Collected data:
[START]

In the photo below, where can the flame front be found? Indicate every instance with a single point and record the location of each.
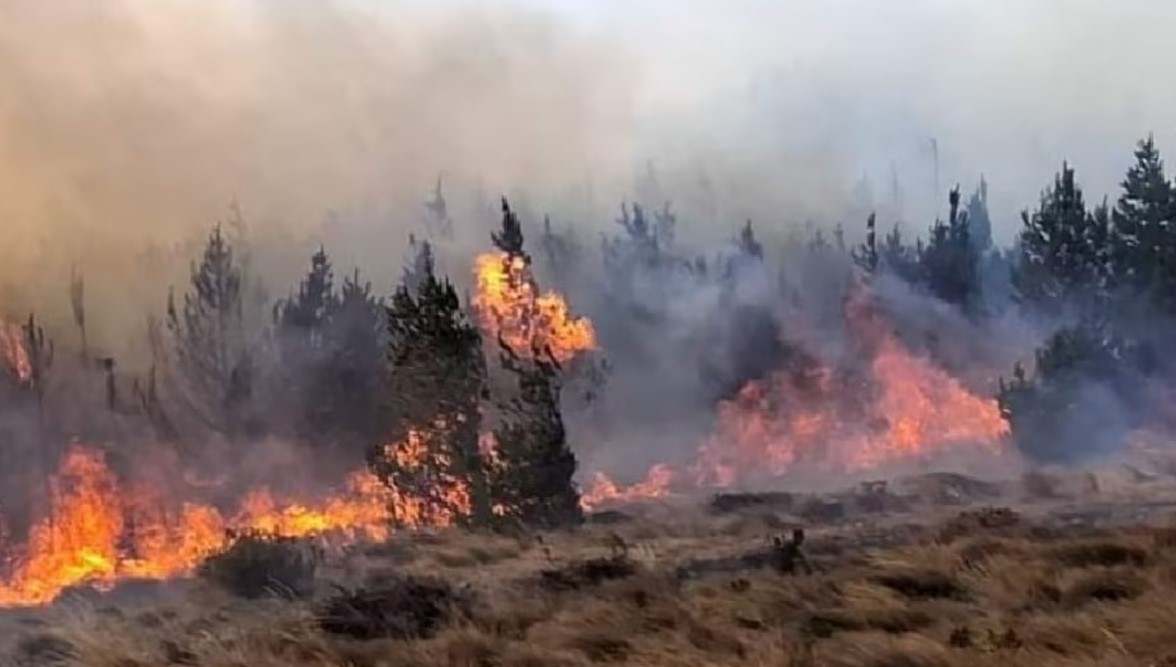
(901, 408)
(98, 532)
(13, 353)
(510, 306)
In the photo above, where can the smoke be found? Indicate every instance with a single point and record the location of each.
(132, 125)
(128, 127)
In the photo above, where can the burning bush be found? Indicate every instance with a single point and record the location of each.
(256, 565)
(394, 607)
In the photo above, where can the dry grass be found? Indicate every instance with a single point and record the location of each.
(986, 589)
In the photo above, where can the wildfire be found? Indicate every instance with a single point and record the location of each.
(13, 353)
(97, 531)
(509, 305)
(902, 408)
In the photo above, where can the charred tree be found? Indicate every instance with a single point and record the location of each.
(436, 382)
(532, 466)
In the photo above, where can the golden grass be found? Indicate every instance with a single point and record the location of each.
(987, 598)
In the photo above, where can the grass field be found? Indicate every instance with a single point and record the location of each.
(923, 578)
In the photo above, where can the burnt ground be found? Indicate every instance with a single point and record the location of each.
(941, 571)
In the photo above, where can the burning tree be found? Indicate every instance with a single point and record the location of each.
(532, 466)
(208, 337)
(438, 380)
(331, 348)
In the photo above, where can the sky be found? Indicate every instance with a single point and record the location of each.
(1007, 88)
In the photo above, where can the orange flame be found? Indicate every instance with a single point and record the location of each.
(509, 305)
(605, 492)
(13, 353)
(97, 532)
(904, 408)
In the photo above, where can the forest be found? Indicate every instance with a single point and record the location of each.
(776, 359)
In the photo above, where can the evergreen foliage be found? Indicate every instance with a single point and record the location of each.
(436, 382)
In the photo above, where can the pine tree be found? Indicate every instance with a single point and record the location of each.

[END]
[START]

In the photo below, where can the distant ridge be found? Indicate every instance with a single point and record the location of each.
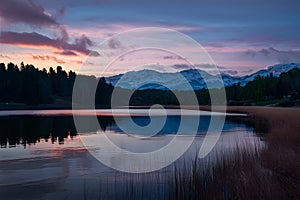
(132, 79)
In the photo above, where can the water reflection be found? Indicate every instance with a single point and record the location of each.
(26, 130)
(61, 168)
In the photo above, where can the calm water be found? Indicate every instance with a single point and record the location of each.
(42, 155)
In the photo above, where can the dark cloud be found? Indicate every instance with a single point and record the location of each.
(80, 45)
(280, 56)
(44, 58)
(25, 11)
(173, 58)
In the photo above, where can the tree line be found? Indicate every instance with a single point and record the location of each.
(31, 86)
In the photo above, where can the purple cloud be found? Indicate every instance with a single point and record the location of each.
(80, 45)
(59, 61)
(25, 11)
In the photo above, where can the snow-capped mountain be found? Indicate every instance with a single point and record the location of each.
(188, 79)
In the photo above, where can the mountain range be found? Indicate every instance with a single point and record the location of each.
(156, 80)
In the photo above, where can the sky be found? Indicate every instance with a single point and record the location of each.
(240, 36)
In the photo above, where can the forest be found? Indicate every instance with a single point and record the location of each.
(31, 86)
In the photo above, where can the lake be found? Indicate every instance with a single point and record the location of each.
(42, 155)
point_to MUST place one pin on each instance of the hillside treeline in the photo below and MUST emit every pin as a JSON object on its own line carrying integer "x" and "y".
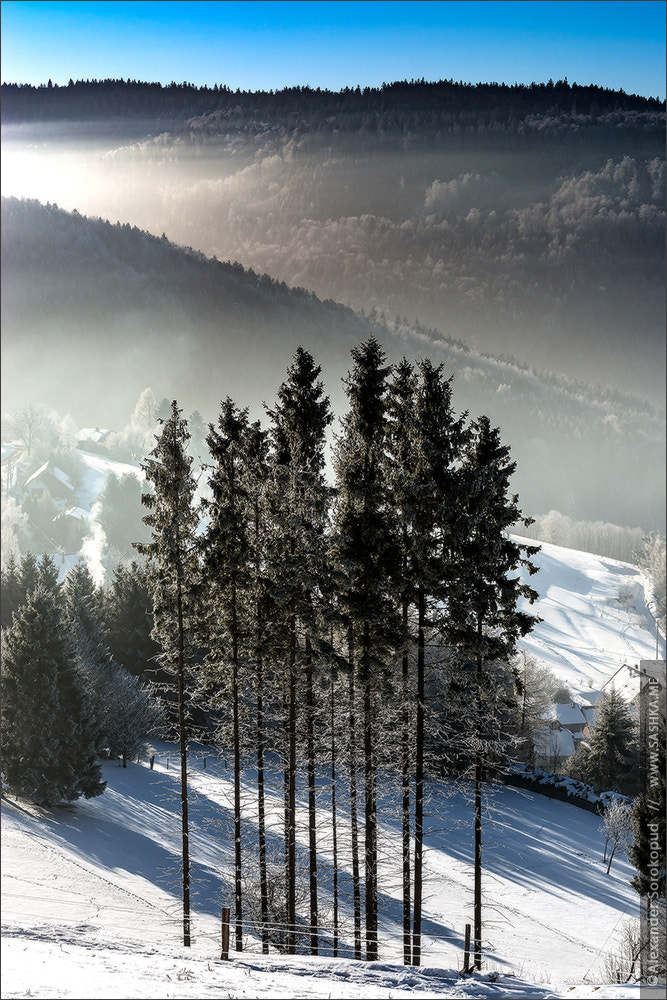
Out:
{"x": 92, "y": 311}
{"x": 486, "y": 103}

[END]

**Aim:**
Write out again, word for word, the lines of the listing from the line with "In the photo above, where can the golden" up to and including the line with "In the photo above, where can the pine".

**Solution for this task:**
In the photo above, where can the golden grass be found? Indicate every instance with a single point and record the location of each.
(987, 598)
In the photo above, where can the grass field be found? Indicate every instance with a single point and record the location of each.
(923, 578)
In the photo above, where can the burnt ground be found? Indicate every instance with a single point and record the location of each.
(941, 571)
In the photo above, where can the burning tree be found? Indicate every instance with a single point and record the location of each.
(532, 466)
(208, 337)
(438, 380)
(331, 348)
In the photo above, where can the sky be found? Indicate every instance with a single point and record the location of each.
(1007, 88)
In the photo above, where can the orange flame be found? Indicate every instance with a single point and record the location of each.
(509, 305)
(605, 492)
(13, 353)
(97, 532)
(904, 408)
In the photo above, where can the forest be found? Indicate every instance with a single point and record the location of each.
(776, 359)
In the photo above, where can the evergreen foliage be found? Indicate every instance with a single point and record the location of each.
(436, 382)
In the photo above, where can the pine tree be found? Indicate every instance with a single point and record the location of each.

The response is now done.